**YOUR OBJECTIVE**
Wherever the word "below" appears in a line of the data, that line should be copied.

════════

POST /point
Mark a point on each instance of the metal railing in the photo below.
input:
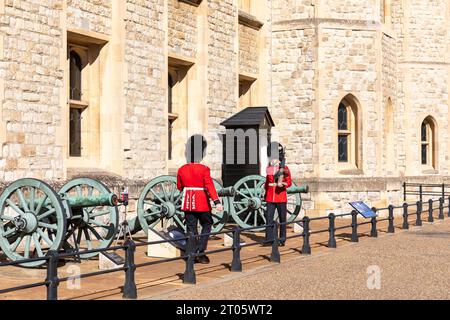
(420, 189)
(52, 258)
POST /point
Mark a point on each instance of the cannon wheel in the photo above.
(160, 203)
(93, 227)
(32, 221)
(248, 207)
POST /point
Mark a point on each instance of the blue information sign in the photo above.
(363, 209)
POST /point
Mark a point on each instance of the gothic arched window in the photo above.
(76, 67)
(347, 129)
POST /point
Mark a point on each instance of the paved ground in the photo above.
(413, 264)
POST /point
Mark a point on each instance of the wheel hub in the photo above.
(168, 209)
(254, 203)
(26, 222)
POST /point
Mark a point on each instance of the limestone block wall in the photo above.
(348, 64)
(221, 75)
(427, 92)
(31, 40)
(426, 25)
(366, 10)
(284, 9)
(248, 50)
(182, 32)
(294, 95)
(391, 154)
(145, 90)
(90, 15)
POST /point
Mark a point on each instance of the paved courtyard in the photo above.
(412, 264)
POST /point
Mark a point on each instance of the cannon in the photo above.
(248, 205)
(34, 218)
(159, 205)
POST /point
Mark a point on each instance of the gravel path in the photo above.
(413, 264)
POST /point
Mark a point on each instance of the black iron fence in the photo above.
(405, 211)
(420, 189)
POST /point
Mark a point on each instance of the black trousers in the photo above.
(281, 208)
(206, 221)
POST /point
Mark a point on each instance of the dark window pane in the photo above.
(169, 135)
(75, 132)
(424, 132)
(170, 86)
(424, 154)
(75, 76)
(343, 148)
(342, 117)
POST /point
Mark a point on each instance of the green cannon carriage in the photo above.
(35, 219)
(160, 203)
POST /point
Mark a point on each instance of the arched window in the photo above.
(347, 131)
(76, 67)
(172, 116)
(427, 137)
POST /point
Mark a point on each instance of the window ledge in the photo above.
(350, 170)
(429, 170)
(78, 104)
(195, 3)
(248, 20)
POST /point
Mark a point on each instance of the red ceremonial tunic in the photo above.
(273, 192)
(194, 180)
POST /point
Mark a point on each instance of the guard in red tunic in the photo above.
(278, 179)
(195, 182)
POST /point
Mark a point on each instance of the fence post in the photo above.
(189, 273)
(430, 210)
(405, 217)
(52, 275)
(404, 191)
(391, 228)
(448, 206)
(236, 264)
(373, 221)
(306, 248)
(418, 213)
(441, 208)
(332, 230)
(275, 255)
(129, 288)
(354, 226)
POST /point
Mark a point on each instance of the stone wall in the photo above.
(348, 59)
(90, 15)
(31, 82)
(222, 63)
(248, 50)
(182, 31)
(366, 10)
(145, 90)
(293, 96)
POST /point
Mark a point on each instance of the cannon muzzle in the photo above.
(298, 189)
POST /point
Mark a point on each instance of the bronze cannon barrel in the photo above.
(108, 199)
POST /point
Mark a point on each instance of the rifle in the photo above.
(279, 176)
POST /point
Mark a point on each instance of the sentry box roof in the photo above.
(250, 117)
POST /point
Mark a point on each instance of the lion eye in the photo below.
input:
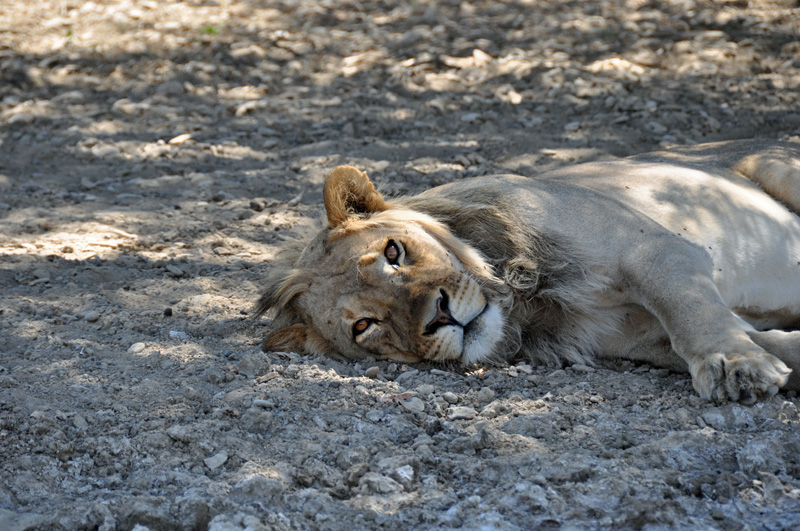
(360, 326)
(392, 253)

════════

**ANSWER AREA**
Mark a point on each instance of the metal railing in the photo below.
Mark a point on each instance of the lion eye in the photo below.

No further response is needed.